- About this exercise: All lines from the one containing "If any white window" to the final line of the material should be retyped exactly. Nothing else belongs in the response.

*** Begin section ***

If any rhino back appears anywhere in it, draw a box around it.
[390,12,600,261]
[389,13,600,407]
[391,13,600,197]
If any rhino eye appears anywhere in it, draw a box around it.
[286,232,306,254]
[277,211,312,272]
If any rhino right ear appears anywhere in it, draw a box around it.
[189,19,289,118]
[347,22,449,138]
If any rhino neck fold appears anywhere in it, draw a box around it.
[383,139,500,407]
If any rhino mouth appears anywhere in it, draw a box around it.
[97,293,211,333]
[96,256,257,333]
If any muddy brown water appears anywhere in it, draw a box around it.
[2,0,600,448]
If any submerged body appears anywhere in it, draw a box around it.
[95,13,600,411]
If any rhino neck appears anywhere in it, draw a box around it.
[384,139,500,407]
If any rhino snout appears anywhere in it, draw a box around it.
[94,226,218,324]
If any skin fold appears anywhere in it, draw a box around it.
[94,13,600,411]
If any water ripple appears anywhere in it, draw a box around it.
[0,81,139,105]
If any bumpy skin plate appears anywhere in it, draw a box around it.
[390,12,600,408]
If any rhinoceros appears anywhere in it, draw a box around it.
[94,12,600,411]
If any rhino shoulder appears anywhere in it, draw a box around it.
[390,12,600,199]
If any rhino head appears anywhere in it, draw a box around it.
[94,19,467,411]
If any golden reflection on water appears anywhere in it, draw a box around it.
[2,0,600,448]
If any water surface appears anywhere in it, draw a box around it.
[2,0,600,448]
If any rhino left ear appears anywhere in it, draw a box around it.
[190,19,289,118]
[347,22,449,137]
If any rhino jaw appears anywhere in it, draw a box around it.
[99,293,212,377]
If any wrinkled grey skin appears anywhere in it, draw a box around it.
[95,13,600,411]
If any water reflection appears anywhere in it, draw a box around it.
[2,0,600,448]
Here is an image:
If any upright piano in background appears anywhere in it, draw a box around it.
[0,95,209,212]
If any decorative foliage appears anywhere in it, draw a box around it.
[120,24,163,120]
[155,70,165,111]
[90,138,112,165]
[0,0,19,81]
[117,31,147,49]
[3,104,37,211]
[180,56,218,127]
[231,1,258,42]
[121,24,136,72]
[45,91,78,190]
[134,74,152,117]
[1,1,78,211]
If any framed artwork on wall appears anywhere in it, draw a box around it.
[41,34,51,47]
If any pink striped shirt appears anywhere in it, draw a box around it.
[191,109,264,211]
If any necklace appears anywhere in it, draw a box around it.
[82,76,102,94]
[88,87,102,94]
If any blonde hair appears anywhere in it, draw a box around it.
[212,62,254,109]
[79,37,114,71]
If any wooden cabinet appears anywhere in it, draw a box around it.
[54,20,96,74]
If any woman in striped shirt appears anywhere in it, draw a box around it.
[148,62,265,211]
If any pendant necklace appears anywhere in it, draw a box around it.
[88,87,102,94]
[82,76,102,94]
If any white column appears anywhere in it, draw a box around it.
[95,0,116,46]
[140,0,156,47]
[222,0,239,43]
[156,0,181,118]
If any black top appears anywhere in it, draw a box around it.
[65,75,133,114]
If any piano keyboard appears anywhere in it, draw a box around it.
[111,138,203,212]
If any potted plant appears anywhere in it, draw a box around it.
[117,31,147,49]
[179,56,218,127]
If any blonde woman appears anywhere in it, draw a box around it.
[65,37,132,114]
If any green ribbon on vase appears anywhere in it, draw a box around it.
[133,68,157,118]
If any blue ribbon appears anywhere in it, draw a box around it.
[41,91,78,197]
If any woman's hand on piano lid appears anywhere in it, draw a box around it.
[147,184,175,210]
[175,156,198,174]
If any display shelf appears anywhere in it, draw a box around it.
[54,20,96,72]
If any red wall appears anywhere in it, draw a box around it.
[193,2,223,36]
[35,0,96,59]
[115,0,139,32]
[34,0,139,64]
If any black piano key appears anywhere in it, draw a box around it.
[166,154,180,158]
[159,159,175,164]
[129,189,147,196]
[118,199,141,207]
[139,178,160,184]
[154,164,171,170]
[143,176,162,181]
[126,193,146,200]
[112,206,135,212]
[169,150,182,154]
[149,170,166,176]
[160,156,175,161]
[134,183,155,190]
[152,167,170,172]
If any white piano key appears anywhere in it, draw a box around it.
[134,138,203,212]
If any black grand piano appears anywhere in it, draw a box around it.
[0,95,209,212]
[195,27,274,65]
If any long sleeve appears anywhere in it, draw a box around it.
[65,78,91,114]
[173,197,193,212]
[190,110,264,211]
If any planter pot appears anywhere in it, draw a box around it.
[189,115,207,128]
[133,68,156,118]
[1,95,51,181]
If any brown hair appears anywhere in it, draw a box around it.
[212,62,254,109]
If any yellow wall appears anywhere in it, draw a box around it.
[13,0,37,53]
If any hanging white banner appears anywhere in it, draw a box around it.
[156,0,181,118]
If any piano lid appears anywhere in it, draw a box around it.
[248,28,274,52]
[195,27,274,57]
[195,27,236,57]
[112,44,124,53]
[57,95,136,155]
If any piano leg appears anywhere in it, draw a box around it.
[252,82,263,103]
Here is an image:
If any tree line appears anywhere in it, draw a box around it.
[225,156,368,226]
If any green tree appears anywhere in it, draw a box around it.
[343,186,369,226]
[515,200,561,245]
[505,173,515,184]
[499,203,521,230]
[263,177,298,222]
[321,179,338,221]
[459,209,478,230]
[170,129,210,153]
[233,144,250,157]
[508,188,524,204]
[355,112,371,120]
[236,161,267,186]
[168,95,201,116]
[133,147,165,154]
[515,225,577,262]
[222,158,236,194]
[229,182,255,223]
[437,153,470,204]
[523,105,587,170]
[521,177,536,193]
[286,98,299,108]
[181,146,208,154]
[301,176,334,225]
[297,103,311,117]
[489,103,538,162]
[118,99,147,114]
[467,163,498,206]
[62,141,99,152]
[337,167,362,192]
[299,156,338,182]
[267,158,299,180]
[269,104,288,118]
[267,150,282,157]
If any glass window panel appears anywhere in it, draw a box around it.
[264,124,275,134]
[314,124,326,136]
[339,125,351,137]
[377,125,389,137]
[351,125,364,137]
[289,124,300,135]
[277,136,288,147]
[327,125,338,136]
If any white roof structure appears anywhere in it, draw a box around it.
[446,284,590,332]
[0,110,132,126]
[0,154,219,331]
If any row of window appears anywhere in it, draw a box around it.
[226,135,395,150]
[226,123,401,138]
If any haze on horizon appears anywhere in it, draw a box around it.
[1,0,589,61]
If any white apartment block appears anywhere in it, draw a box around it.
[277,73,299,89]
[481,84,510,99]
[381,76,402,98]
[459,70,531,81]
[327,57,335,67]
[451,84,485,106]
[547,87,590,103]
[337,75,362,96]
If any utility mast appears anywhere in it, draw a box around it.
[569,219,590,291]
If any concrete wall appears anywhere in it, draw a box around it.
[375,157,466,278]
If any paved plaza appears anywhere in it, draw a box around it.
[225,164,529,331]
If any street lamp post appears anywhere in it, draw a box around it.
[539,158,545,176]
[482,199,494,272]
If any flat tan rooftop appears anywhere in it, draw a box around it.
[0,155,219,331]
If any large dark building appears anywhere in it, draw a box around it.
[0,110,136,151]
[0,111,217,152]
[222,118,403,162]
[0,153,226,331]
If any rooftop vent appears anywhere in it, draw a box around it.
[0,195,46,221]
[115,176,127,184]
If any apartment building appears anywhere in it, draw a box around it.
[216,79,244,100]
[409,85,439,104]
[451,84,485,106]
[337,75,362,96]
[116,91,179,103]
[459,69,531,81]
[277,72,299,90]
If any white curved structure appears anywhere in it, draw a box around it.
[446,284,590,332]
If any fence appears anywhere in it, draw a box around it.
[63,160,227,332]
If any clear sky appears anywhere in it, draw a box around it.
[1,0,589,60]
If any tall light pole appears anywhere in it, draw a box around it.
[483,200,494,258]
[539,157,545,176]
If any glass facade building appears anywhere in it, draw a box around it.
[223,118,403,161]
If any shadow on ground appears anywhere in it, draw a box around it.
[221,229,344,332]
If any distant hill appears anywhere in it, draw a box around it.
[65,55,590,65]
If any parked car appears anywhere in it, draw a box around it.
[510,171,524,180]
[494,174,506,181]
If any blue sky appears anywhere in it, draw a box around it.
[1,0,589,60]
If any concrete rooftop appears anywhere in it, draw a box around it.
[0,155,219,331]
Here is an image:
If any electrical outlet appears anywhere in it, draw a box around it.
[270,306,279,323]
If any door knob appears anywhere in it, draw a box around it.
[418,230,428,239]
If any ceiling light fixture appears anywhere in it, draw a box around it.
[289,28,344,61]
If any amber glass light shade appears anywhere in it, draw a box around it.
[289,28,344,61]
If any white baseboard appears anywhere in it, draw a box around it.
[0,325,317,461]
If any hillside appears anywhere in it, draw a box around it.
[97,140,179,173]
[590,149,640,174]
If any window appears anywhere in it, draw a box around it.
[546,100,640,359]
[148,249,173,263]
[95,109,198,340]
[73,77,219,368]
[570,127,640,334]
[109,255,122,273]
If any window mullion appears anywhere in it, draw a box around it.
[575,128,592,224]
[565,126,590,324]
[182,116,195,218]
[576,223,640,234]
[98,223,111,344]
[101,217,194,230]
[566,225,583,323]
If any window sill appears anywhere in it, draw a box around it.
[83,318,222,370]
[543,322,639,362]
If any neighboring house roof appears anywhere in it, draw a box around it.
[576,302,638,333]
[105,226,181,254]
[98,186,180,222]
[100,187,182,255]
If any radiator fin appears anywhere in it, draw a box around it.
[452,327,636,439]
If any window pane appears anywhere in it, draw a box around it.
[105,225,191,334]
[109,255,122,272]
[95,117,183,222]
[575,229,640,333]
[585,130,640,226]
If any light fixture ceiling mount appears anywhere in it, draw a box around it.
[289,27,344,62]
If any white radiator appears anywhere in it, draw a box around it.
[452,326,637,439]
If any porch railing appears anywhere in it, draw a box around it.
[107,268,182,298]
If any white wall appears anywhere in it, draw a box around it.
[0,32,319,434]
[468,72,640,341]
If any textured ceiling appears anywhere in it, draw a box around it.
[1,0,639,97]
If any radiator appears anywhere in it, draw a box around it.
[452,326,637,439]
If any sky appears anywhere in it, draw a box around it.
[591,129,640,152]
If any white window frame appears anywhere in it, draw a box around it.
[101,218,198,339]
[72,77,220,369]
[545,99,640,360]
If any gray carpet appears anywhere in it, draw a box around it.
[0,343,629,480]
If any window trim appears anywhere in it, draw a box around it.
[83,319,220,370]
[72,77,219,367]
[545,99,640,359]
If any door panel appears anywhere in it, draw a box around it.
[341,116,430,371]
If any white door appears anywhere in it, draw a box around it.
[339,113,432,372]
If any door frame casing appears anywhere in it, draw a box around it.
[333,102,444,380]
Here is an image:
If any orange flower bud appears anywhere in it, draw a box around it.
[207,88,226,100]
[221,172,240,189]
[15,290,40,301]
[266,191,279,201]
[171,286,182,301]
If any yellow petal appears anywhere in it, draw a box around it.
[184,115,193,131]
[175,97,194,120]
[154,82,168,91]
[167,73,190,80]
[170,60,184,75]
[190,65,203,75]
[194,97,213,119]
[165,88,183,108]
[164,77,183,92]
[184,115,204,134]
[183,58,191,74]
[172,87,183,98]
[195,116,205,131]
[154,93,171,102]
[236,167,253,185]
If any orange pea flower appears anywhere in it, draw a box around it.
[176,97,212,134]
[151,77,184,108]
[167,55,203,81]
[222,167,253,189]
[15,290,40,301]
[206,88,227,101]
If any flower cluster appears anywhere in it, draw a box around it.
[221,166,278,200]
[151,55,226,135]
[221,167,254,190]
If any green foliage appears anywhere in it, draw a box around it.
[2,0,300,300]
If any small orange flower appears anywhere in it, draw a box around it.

*** End section ***

- Task answer:
If any white window frame appears anywhere in it, draw a box around it.
[101,218,198,339]
[72,77,220,369]
[545,99,640,360]
If any gray carpet appears anywhere in it, draw a box around it.
[0,343,629,480]
If any window trim appears anywhere in it, draw a box around it.
[83,319,220,370]
[72,77,219,367]
[545,99,640,359]
If any door panel appears anywhere in it, draw a box around it.
[341,116,430,371]
If any white door appears anywhere in it, draw a box around it.
[339,113,432,372]
If any door frame casing appears anywhere in it, draw a box around it.
[333,102,444,380]
Here is an image:
If any orange flower bud appears anywhere in it, draw a box around it.
[207,88,226,100]
[221,172,240,189]
[15,290,40,301]
[266,191,279,201]
[171,286,182,301]
If any yellow petal appears anywhere in it, draw a box around it.
[184,115,193,131]
[175,97,194,120]
[154,82,168,91]
[167,73,190,80]
[170,60,184,75]
[190,65,203,75]
[194,97,213,119]
[165,88,183,108]
[164,77,183,92]
[184,115,204,134]
[183,58,191,74]
[172,87,183,98]
[195,116,205,131]
[154,93,171,102]
[236,167,253,185]
If any orange pea flower appears anywhere in it, draw a box around it.
[176,97,212,134]
[151,77,184,108]
[167,55,203,81]
[222,167,253,189]
[15,290,40,301]
[206,88,227,101]
If any flower cluster appears anywhere in it, draw a box around it.
[221,166,278,200]
[151,55,226,135]
[221,167,254,190]
If any green foliage appears anywhere in it, draw a box around it.
[2,0,300,300]
If any small orange flower appears anywhere in it, draw a box around it.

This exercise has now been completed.